**EXERCISE PROMPT:** Put the lines below into a numbered list, omitting blank lines and leaving out the pictures.
□ □ □ □ □ □ □
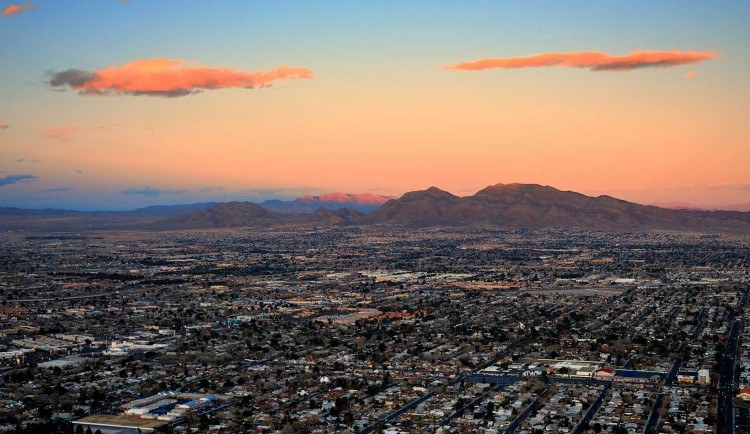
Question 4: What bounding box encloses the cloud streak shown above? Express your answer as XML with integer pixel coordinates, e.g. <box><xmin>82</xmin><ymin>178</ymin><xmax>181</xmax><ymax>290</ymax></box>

<box><xmin>444</xmin><ymin>50</ymin><xmax>716</xmax><ymax>71</ymax></box>
<box><xmin>42</xmin><ymin>125</ymin><xmax>104</xmax><ymax>142</ymax></box>
<box><xmin>48</xmin><ymin>58</ymin><xmax>313</xmax><ymax>98</ymax></box>
<box><xmin>3</xmin><ymin>2</ymin><xmax>35</xmax><ymax>17</ymax></box>
<box><xmin>120</xmin><ymin>186</ymin><xmax>187</xmax><ymax>197</ymax></box>
<box><xmin>0</xmin><ymin>174</ymin><xmax>39</xmax><ymax>187</ymax></box>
□ □ □ □ □ □ □
**RESPONSE TO THE TASK:**
1. Question 4: What bounding box encloses the cloud streak shown above? Express your answer as XML with integer pixel coordinates, e.g. <box><xmin>82</xmin><ymin>178</ymin><xmax>181</xmax><ymax>290</ymax></box>
2. <box><xmin>444</xmin><ymin>50</ymin><xmax>716</xmax><ymax>71</ymax></box>
3. <box><xmin>42</xmin><ymin>125</ymin><xmax>104</xmax><ymax>142</ymax></box>
4. <box><xmin>48</xmin><ymin>58</ymin><xmax>313</xmax><ymax>98</ymax></box>
5. <box><xmin>3</xmin><ymin>2</ymin><xmax>35</xmax><ymax>17</ymax></box>
6. <box><xmin>120</xmin><ymin>186</ymin><xmax>187</xmax><ymax>197</ymax></box>
7. <box><xmin>0</xmin><ymin>174</ymin><xmax>39</xmax><ymax>187</ymax></box>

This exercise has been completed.